- Exercise prompt: Please write out exactly the lines that begin at the line containing "Question. Spot each instance of the sunset" and run to the end of the records.

- Given data:
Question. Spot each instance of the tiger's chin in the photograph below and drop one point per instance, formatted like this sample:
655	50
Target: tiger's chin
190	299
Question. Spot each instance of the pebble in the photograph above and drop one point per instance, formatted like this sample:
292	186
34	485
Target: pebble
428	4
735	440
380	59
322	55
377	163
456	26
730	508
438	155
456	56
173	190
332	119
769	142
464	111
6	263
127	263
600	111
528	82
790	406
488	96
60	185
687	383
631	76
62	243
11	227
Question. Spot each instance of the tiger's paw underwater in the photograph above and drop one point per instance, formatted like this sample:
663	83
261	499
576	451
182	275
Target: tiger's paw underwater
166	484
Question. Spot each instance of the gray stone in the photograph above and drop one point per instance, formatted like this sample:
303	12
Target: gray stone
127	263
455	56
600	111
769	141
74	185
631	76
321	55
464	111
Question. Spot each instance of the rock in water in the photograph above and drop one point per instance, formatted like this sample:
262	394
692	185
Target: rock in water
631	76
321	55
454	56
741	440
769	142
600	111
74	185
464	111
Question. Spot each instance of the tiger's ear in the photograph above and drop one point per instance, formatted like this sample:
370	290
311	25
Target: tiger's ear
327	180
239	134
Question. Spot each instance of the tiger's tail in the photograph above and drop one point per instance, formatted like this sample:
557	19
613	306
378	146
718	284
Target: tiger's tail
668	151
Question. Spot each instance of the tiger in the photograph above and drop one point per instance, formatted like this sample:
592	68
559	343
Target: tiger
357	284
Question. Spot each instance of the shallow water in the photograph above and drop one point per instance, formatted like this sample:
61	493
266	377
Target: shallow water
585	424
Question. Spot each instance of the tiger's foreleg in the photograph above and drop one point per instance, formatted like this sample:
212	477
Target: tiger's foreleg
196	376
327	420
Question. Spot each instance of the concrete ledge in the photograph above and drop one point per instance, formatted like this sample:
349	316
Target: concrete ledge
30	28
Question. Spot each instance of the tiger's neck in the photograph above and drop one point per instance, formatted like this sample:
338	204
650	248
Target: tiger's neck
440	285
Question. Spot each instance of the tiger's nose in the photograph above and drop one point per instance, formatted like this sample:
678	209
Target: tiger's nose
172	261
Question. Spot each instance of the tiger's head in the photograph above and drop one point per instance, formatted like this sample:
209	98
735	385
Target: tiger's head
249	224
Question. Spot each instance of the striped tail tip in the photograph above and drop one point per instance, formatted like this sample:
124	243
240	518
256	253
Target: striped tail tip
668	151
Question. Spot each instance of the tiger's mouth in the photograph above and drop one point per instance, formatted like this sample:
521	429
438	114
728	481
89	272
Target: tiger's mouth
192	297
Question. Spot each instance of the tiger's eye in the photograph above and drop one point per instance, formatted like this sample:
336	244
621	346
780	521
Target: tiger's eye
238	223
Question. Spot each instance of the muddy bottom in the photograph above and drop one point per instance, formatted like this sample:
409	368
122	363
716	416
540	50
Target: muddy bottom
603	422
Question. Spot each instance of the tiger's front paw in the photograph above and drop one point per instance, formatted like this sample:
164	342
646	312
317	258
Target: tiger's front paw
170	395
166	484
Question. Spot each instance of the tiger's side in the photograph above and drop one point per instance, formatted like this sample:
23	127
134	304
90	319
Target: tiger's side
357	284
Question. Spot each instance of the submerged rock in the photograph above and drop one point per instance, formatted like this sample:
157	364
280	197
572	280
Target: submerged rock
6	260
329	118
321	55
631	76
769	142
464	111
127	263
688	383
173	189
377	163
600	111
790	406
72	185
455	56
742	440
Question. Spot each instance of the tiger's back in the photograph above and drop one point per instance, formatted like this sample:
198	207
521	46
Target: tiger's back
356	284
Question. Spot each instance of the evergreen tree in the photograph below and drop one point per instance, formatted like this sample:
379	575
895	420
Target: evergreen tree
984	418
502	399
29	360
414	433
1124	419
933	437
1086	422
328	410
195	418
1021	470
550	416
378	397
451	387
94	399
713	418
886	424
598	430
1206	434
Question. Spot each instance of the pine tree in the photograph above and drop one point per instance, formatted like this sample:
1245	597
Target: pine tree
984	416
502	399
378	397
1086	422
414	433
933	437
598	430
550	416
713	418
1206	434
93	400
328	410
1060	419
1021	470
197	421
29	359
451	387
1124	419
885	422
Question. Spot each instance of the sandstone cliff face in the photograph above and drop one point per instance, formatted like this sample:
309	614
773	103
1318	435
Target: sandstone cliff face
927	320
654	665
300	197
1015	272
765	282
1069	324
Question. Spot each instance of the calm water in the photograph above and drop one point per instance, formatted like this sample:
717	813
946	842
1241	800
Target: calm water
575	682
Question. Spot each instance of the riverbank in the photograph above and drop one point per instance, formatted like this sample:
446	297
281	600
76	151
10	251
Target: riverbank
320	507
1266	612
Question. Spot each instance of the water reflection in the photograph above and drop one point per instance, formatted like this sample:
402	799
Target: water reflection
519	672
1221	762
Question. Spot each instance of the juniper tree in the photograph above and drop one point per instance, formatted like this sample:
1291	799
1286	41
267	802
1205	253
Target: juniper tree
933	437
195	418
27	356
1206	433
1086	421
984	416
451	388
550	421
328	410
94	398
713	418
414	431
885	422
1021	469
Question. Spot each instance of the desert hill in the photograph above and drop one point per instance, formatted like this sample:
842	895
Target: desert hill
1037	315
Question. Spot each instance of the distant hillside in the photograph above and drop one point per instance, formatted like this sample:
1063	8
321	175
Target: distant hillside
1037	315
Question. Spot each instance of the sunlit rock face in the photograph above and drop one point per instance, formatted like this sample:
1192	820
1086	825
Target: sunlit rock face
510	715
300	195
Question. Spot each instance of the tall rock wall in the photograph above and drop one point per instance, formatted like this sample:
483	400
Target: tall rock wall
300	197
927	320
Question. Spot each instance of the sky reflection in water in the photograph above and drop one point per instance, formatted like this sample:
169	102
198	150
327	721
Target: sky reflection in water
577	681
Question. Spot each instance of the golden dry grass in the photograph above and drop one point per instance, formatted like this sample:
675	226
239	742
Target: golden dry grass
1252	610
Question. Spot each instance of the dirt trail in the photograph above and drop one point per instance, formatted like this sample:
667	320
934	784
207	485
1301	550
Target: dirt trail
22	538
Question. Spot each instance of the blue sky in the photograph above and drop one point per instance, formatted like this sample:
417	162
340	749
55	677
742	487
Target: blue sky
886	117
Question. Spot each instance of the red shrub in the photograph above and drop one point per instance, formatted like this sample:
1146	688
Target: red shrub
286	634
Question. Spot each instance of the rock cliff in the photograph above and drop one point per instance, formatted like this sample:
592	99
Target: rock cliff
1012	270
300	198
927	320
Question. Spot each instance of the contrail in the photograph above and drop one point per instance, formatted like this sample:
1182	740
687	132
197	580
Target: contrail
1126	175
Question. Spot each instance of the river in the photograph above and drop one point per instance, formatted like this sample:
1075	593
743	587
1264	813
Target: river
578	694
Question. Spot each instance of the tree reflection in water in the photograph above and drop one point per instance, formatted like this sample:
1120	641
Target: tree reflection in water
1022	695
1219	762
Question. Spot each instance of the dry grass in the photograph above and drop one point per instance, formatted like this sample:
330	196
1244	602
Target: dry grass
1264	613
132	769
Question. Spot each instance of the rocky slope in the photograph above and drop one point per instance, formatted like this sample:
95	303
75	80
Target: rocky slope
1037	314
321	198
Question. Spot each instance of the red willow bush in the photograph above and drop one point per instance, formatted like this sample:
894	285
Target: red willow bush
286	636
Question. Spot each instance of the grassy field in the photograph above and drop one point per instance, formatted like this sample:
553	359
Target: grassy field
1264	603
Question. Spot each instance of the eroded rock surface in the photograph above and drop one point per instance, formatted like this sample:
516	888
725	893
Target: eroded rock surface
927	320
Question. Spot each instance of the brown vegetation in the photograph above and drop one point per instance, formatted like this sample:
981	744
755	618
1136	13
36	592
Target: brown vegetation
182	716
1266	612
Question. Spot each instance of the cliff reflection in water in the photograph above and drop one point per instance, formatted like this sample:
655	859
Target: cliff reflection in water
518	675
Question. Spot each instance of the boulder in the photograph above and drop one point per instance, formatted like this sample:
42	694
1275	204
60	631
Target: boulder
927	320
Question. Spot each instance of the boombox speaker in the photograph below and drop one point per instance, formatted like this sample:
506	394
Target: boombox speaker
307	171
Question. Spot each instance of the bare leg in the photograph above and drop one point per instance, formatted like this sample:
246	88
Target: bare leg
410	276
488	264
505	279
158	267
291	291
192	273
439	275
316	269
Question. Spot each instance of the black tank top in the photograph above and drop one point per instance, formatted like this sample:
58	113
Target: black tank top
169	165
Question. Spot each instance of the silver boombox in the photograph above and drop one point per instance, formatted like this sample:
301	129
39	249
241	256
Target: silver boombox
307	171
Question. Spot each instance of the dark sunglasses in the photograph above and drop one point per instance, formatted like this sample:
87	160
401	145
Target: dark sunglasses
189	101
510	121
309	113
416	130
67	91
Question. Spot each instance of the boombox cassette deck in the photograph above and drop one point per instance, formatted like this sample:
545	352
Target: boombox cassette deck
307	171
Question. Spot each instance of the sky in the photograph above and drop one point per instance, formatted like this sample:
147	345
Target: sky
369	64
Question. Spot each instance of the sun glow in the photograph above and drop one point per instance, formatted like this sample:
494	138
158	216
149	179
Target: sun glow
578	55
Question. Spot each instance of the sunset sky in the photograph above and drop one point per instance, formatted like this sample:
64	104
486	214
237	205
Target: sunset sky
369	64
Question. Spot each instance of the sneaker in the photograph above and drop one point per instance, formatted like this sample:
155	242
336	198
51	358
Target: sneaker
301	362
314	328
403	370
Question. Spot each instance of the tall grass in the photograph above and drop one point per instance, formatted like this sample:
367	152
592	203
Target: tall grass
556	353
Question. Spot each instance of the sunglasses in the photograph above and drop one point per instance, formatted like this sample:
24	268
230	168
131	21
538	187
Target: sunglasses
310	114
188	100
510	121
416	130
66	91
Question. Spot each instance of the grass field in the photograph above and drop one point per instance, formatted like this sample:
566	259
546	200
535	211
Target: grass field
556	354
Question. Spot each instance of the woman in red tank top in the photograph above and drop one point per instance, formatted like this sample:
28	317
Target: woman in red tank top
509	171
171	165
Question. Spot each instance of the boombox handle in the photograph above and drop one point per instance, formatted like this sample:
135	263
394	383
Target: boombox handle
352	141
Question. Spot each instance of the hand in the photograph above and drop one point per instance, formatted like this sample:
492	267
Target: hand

- Finished task:
Question. Spot each instance of the sunset sky in the photograph above and drop one point per instance, formatted like this sample:
64	104
486	214
237	205
Target: sunset sky
369	64
Question. Spot each instance of the sneaker in the photograph above and drop one point per instance, formatted like this sample:
155	242
336	198
51	358
Target: sneaker
301	362
314	328
403	370
Question. Spot each instance of the tall grass in the photograph above and drop one point per instance, formatted like this sample:
367	152
592	203
Target: tall grass
556	353
Question. Spot each instance of the sunglasses in the photograph above and drop one point per instance, formatted like this sample:
24	268
230	168
131	21
538	187
Target: sunglasses
310	114
188	100
510	121
416	130
66	91
Question. Spot each instance of the grass field in the photograph above and drop one point per instance, formatted like this sample:
566	259
546	200
535	211
Target: grass field
556	354
Question. Spot each instance of the woman in red tank top in the photograph above and drop one point per instance, formatted like this sample:
28	317
Target: woman in red tank top
509	171
171	165
Question. Spot each instance of the boombox handle in the photograph above and drop one point per instance, formatted like this sample:
135	263
394	383
Target: boombox handle
352	141
Question. Spot each instance of the hand in the photograph above and drop one point per instance, formatted like this sample:
492	267
Target: hand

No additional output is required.